| Task prompt |
Extract each line of the records below that contains the string "green", and reproduce those lines in their original order.

| Working data |
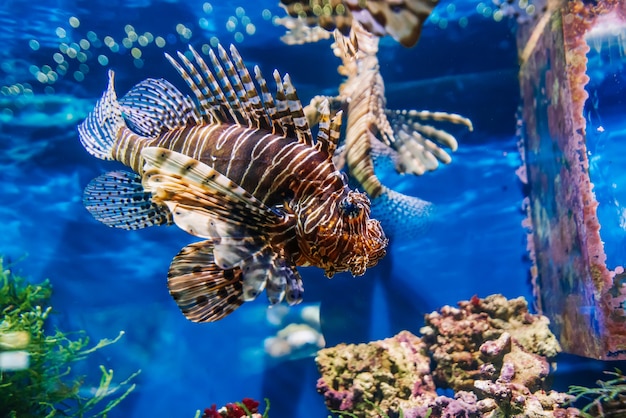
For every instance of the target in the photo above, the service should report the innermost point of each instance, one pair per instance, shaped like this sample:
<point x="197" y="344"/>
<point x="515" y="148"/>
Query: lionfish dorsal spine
<point x="283" y="115"/>
<point x="252" y="97"/>
<point x="241" y="93"/>
<point x="297" y="112"/>
<point x="324" y="142"/>
<point x="232" y="100"/>
<point x="210" y="96"/>
<point x="268" y="100"/>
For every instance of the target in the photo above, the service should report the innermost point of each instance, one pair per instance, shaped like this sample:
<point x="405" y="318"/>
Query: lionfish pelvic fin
<point x="200" y="198"/>
<point x="203" y="291"/>
<point x="206" y="291"/>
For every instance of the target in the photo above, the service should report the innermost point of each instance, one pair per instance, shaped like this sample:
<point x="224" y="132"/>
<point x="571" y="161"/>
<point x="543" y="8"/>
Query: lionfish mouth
<point x="366" y="251"/>
<point x="373" y="248"/>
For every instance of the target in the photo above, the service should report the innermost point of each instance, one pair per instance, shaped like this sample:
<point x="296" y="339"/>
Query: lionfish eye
<point x="350" y="208"/>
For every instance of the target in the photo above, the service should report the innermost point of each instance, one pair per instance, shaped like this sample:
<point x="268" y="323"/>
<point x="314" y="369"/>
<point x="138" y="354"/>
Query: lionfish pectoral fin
<point x="154" y="106"/>
<point x="98" y="132"/>
<point x="182" y="182"/>
<point x="118" y="199"/>
<point x="203" y="291"/>
<point x="268" y="270"/>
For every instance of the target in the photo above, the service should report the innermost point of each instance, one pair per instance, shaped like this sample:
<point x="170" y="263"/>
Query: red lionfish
<point x="237" y="167"/>
<point x="373" y="131"/>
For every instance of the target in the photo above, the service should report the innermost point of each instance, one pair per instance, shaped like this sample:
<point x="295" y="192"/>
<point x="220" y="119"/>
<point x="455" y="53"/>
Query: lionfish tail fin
<point x="155" y="106"/>
<point x="118" y="199"/>
<point x="99" y="130"/>
<point x="402" y="216"/>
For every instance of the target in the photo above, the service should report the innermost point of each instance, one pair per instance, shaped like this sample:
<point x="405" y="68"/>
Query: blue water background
<point x="108" y="280"/>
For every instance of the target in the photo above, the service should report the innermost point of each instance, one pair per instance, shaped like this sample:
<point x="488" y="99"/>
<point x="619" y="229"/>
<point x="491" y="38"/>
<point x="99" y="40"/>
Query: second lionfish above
<point x="237" y="167"/>
<point x="375" y="134"/>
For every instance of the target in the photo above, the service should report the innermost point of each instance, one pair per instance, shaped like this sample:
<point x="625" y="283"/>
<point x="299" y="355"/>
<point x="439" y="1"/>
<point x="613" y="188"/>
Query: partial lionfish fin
<point x="402" y="19"/>
<point x="206" y="292"/>
<point x="252" y="98"/>
<point x="268" y="100"/>
<point x="227" y="93"/>
<point x="213" y="104"/>
<point x="119" y="200"/>
<point x="282" y="117"/>
<point x="203" y="291"/>
<point x="303" y="132"/>
<point x="420" y="146"/>
<point x="267" y="270"/>
<point x="328" y="130"/>
<point x="99" y="130"/>
<point x="198" y="195"/>
<point x="402" y="216"/>
<point x="154" y="106"/>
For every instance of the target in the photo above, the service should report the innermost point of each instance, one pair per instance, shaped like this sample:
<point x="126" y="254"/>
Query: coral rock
<point x="385" y="373"/>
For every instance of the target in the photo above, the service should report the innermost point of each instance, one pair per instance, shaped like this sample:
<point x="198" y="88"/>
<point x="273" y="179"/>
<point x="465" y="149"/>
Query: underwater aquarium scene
<point x="313" y="208"/>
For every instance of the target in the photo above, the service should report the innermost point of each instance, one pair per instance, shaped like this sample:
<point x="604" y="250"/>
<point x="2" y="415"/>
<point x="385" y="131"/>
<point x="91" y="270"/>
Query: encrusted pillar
<point x="582" y="297"/>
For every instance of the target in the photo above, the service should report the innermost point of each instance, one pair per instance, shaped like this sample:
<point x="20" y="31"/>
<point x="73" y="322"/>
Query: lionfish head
<point x="344" y="238"/>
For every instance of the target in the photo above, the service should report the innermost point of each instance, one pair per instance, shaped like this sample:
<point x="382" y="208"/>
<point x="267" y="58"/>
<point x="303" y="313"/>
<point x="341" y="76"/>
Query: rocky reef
<point x="493" y="353"/>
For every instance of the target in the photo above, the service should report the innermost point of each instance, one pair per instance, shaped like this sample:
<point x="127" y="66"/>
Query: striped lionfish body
<point x="237" y="167"/>
<point x="375" y="133"/>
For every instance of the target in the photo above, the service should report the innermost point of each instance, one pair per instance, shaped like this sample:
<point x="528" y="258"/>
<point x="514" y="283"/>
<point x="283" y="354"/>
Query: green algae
<point x="44" y="385"/>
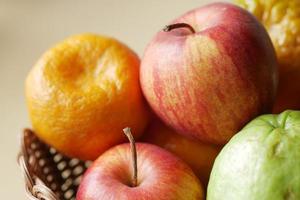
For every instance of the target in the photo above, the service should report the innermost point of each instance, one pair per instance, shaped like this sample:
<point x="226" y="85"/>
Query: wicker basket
<point x="48" y="174"/>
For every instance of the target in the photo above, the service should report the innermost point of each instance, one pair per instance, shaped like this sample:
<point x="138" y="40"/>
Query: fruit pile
<point x="201" y="91"/>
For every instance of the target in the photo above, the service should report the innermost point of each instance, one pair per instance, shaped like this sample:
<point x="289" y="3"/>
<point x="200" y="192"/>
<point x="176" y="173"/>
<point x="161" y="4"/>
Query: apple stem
<point x="134" y="156"/>
<point x="179" y="25"/>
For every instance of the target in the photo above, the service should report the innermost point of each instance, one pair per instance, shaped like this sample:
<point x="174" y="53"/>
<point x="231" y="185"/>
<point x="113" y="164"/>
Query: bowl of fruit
<point x="208" y="112"/>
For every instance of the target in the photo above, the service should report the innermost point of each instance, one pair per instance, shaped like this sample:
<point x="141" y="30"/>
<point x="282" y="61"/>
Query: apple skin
<point x="161" y="176"/>
<point x="198" y="155"/>
<point x="262" y="161"/>
<point x="288" y="96"/>
<point x="208" y="84"/>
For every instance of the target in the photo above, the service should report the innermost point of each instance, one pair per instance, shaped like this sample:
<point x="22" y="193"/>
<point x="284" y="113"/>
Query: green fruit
<point x="261" y="162"/>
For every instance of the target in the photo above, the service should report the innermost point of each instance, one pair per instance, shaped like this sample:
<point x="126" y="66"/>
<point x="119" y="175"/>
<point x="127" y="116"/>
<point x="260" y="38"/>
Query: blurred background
<point x="30" y="27"/>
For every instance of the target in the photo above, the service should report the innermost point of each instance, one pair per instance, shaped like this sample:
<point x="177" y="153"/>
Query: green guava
<point x="261" y="162"/>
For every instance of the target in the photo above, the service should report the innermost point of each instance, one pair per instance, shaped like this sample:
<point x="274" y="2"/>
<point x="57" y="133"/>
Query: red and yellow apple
<point x="159" y="175"/>
<point x="198" y="155"/>
<point x="210" y="71"/>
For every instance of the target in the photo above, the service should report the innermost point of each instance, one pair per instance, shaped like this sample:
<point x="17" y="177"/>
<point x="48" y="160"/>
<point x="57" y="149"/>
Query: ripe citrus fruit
<point x="83" y="92"/>
<point x="282" y="21"/>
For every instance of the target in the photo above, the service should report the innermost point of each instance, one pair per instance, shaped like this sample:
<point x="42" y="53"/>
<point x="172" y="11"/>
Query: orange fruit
<point x="281" y="18"/>
<point x="198" y="155"/>
<point x="81" y="94"/>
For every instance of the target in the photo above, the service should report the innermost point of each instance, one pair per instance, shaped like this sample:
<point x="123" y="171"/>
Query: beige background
<point x="29" y="27"/>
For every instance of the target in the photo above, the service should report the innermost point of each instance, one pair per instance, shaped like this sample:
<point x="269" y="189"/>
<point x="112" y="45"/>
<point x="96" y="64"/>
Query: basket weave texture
<point x="48" y="174"/>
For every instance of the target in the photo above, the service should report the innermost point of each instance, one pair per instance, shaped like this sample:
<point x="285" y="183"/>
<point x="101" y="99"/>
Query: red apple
<point x="210" y="72"/>
<point x="198" y="155"/>
<point x="154" y="174"/>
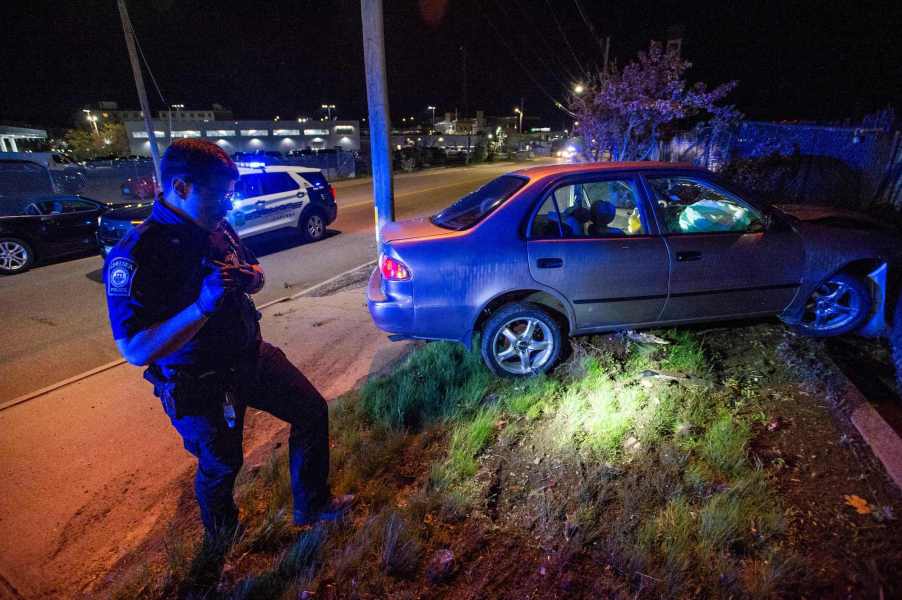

| Task answer |
Query: green algae
Query: green fruit
Query: green guava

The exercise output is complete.